──────── TASK INPUT ────────

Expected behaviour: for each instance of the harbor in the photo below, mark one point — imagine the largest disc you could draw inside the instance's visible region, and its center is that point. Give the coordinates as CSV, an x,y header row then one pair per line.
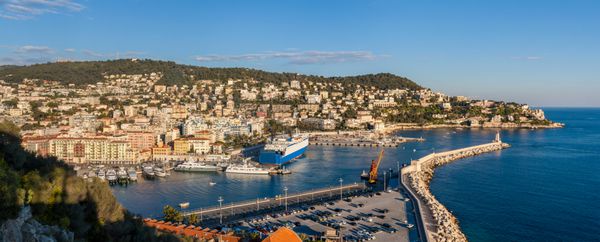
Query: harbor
x,y
322,166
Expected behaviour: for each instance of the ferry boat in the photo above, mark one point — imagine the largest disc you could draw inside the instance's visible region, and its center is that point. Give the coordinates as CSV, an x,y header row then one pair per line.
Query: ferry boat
x,y
246,169
195,166
282,150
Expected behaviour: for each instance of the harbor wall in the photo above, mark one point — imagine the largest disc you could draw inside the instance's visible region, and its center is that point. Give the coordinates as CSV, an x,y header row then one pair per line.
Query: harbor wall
x,y
434,220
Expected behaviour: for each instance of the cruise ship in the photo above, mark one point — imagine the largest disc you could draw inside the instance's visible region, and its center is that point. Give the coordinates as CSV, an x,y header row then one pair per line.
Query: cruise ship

────────

* PROBLEM STATEMENT
Excluding all pictures, reproduce the records exactly as they appear above.

* WRITTEN RESPONSE
Expected behaviour: for each instance of the harbor in the photo below, mark one point — imagine the largest disc you could draw inside the instance's visible region, and its center is that point. Give the coordinates as CSV, an x,y header row then one pair per line.
Query: harbor
x,y
322,166
Expected behaviour: for each instance of the ferry boat in the photo above, mark one point — imagine the largest disc you could draw inside the instance's visible region, and its center is that point. Give the coordinates as CSV, an x,y header row then one pair per line.
Query: ferry boat
x,y
246,169
195,166
282,150
Expected behaviour: for each instance of the harbor wall in the photo above, mark one point — imagine the largest disc you could draw inside the instance's visible region, and its center is that point. Give the coordinates as CSV, an x,y header row then one pair per line.
Query: harbor wall
x,y
434,220
Expected behaviour: for each instance of the cruise ship in the photo above, mark one point — imagine the largest disc you could draw inside the instance's visible region, and its center is that point. Give the coordinates as CSV, an x,y header row then one pair per line.
Query: cruise ship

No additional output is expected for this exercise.